# Texte source
════════════════
- « Vous avez remarqué qu'on ne parle plus de défense des droits de l'homme mais de « droit-de-l'-hommisme » ? Qu'on n'évoque plus la fraternité et le droit à la liberté, quand on veut, par exemple, régulariser les réfugiés politiques, sans être accusé d' « angélisme »?
Notre vocabulaire voltairien et républicain est frappé de caducité, de ringardise. Honteuse, gênée aux entournures par cet « idéalisme » naïf qui faisait sa marque, la république a adopté le langage de ses pires ennemis. Parce qu'elle n'a plus d'histoire à raconter, parce qu'elle ne croit plus à ses propres valeurs. Parce qu'elle reste aphone, apathique, aboulique face au discours réactionnaire et ultra-droitier à l'honneur… »
La remarque, ici livrée en substance, (ma citation n'est pas littérale…j'étais en train de conduire…) était faite au micro de
Laure Adler, hier, sur France-Inter, à l'excellente émission « Permis de penser ». Elle émanait d'un jeune philosophe, au patronyme familier à ma génération, mais dont le prénom, neuf, indiquait qu'il faisait, lui, partie de la suivante, de la
Génération Gueule de Bois, le titre de son livre. Je venais d'entendre Raphaël Gluksmann intervenir dans une émission ayant pour thème l'immigration. A mon arrivée, je me suis précipitée sur le livre en question…
Pas déçue du voyage…
Son « Manuel de lutte contre les réacs », -c'est le sous-titre- , un essai politique et philosophique, en quelques chapitres bien sentis, démontre l'état catastrophique de nos démocraties européennes, livrées à la vulgate extrême-droitière qui ne « sévit » pas mais règne .. benoîtement (comme Alain de Benoît, le « penseur » du FN) par le biais de son langage – islamophobie pour racisme, par exemple- et le repli sur ses valeurs –état-nation, sécurité, frontière, identité, religion.
════════════════
# Les données
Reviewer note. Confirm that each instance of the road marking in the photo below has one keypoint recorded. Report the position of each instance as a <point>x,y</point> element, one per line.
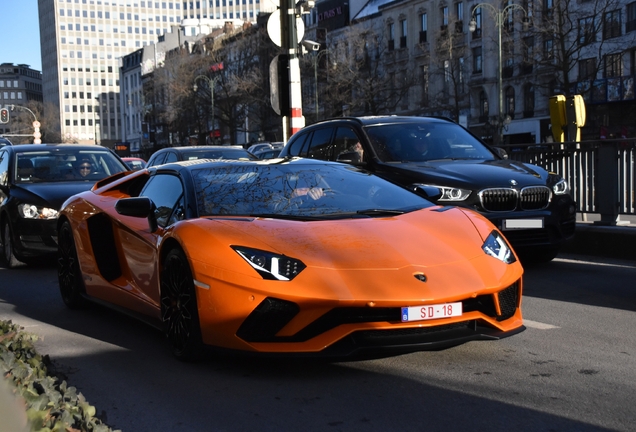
<point>538,325</point>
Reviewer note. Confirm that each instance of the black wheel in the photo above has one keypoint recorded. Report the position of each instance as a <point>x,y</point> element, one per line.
<point>69,275</point>
<point>9,255</point>
<point>179,306</point>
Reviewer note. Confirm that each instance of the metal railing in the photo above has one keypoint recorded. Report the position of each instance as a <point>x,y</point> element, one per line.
<point>600,173</point>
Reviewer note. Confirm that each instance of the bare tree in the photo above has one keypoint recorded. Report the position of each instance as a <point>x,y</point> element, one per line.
<point>575,41</point>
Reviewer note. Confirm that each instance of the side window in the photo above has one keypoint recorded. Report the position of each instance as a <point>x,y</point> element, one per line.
<point>171,157</point>
<point>166,191</point>
<point>4,168</point>
<point>296,146</point>
<point>347,146</point>
<point>320,145</point>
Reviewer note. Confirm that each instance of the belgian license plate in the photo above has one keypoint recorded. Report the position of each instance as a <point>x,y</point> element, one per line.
<point>420,313</point>
<point>523,223</point>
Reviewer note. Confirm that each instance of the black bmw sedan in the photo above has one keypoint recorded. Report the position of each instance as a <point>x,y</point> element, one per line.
<point>35,180</point>
<point>444,161</point>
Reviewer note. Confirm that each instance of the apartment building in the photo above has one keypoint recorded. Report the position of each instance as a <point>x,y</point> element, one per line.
<point>82,42</point>
<point>19,84</point>
<point>493,66</point>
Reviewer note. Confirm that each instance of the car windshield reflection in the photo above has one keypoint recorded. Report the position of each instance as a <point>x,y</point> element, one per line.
<point>299,192</point>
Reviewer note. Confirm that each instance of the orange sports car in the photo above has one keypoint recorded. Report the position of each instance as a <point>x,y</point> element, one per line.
<point>287,256</point>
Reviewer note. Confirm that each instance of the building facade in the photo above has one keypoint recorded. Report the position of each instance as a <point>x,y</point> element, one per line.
<point>492,66</point>
<point>82,42</point>
<point>19,85</point>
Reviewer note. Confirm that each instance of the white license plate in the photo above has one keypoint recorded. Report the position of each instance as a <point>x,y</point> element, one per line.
<point>420,313</point>
<point>523,223</point>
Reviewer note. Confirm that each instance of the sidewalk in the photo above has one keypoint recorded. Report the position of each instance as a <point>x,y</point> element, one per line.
<point>601,240</point>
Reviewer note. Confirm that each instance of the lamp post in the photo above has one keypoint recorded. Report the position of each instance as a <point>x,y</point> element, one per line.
<point>500,15</point>
<point>317,55</point>
<point>211,83</point>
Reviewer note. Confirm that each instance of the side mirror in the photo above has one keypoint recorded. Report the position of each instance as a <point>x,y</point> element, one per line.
<point>501,152</point>
<point>349,157</point>
<point>429,192</point>
<point>141,207</point>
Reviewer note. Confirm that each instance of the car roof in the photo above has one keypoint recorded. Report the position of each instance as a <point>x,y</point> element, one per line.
<point>41,147</point>
<point>385,119</point>
<point>211,163</point>
<point>202,148</point>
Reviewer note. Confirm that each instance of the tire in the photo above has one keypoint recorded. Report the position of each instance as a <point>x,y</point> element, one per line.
<point>179,307</point>
<point>7,248</point>
<point>69,275</point>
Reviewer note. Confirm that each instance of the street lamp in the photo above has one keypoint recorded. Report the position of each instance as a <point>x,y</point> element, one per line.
<point>211,83</point>
<point>500,15</point>
<point>316,56</point>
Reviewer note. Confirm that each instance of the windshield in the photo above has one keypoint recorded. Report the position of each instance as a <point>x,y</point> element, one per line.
<point>63,165</point>
<point>299,191</point>
<point>425,141</point>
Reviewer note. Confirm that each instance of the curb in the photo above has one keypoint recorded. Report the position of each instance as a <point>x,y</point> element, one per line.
<point>601,240</point>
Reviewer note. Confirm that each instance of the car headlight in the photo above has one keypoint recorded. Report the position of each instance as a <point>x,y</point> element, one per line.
<point>30,211</point>
<point>270,265</point>
<point>448,193</point>
<point>497,247</point>
<point>561,187</point>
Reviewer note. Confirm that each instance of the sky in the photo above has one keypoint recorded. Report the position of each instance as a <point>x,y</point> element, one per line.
<point>21,33</point>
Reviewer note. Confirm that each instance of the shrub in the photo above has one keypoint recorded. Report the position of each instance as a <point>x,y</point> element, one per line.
<point>50,405</point>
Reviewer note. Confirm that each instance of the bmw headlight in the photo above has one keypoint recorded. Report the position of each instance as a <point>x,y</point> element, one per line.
<point>270,265</point>
<point>448,193</point>
<point>561,187</point>
<point>497,247</point>
<point>30,211</point>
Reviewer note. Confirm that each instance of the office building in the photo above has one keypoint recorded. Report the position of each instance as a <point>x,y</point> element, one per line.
<point>82,42</point>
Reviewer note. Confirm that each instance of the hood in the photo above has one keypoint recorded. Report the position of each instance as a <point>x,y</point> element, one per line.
<point>426,237</point>
<point>50,195</point>
<point>475,173</point>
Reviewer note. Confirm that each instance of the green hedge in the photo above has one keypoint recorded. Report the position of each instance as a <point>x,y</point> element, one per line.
<point>50,405</point>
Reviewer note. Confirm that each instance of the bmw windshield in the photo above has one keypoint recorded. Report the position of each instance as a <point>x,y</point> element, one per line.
<point>425,141</point>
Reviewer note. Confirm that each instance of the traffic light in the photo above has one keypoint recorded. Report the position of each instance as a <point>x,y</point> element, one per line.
<point>4,115</point>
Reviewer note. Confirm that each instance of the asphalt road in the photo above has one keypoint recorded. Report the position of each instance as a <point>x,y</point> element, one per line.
<point>573,369</point>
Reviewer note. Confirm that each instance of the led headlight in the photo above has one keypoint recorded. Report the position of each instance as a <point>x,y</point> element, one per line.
<point>30,211</point>
<point>497,247</point>
<point>449,193</point>
<point>270,265</point>
<point>561,187</point>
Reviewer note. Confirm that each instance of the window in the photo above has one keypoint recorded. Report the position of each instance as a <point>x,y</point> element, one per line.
<point>459,16</point>
<point>630,24</point>
<point>613,66</point>
<point>528,100</point>
<point>477,60</point>
<point>424,84</point>
<point>586,31</point>
<point>510,102</point>
<point>548,49</point>
<point>483,106</point>
<point>423,27</point>
<point>587,69</point>
<point>166,192</point>
<point>477,21</point>
<point>612,24</point>
<point>404,29</point>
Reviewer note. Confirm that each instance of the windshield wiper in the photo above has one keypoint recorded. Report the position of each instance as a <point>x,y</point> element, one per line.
<point>380,212</point>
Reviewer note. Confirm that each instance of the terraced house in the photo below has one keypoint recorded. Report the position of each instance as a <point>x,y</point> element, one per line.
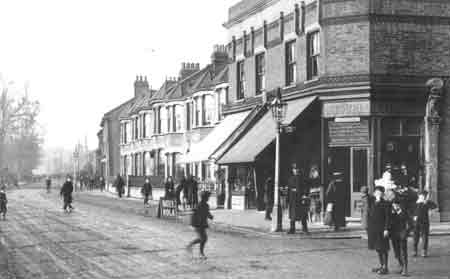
<point>159,130</point>
<point>354,75</point>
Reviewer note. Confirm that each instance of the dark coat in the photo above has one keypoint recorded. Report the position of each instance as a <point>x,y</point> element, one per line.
<point>201,215</point>
<point>422,212</point>
<point>169,190</point>
<point>379,221</point>
<point>269,192</point>
<point>298,191</point>
<point>119,183</point>
<point>66,191</point>
<point>336,195</point>
<point>366,201</point>
<point>399,225</point>
<point>146,189</point>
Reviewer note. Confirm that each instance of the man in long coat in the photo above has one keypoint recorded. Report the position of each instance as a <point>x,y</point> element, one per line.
<point>66,193</point>
<point>298,199</point>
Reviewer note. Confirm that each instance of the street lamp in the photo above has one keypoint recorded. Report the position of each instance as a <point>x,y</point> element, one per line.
<point>278,108</point>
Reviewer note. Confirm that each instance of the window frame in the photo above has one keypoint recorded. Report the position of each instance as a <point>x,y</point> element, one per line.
<point>260,73</point>
<point>240,71</point>
<point>290,63</point>
<point>312,63</point>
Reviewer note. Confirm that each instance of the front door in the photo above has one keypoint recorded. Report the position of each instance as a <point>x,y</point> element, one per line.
<point>353,163</point>
<point>359,177</point>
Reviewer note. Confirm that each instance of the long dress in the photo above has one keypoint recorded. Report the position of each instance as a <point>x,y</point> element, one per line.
════════════════
# Travail demandé
a) Pouvez-vous citer le texte en entier, mot pour mot ?
b) Pouvez-vous mettre en liste numérotée tout ce qui va de la première ligne des enregistrements jusqu'à la ligne contenant « <point>538,325</point> », ces deux lignes comprises, en omettant les lignes vides et les images ?
Les enregistrements n'ont aucun lien avec le texte.

# Corrigés détaillés
a)
- « Vous avez remarqué qu'on ne parle plus de défense des droits de l'homme mais de « droit-de-l'-hommisme » ? Qu'on n'évoque plus la fraternité et le droit à la liberté, quand on veut, par exemple, régulariser les réfugiés politiques, sans être accusé d' « angélisme »?
Notre vocabulaire voltairien et républicain est frappé de caducité, de ringardise. Honteuse, gênée aux entournures par cet « idéalisme » naïf qui faisait sa marque, la république a adopté le langage de ses pires ennemis. Parce qu'elle n'a plus d'histoire à raconter, parce qu'elle ne croit plus à ses propres valeurs. Parce qu'elle reste aphone, apathique, aboulique face au discours réactionnaire et ultra-droitier à l'honneur… »
La remarque, ici livrée en substance, (ma citation n'est pas littérale…j'étais en train de conduire…) était faite au micro de
Laure Adler, hier, sur France-Inter, à l'excellente émission « Permis de penser ». Elle émanait d'un jeune philosophe, au patronyme familier à ma génération, mais dont le prénom, neuf, indiquait qu'il faisait, lui, partie de la suivante, de la
Génération Gueule de Bois, le titre de son livre. Je venais d'entendre Raphaël Gluksmann intervenir dans une émission ayant pour thème l'immigration. A mon arrivée, je me suis précipitée sur le livre en question…
Pas déçue du voyage…
Son « Manuel de lutte contre les réacs », -c'est le sous-titre- , un essai politique et philosophique, en quelques chapitres bien sentis, démontre l'état catastrophique de nos démocraties européennes, livrées à la vulgate extrême-droitière qui ne « sévit » pas mais règne .. benoîtement (comme Alain de Benoît, le « penseur » du FN) par le biais de son langage – islamophobie pour racisme, par exemple- et le repli sur ses valeurs –état-nation, sécurité, frontière, identité, religion.

b)
1. Reviewer note. Confirm that each instance of the road marking in the photo below has one keypoint recorded. Report the position of each instance as a <point>x,y</point> element, one per line.
2. <point>538,325</point>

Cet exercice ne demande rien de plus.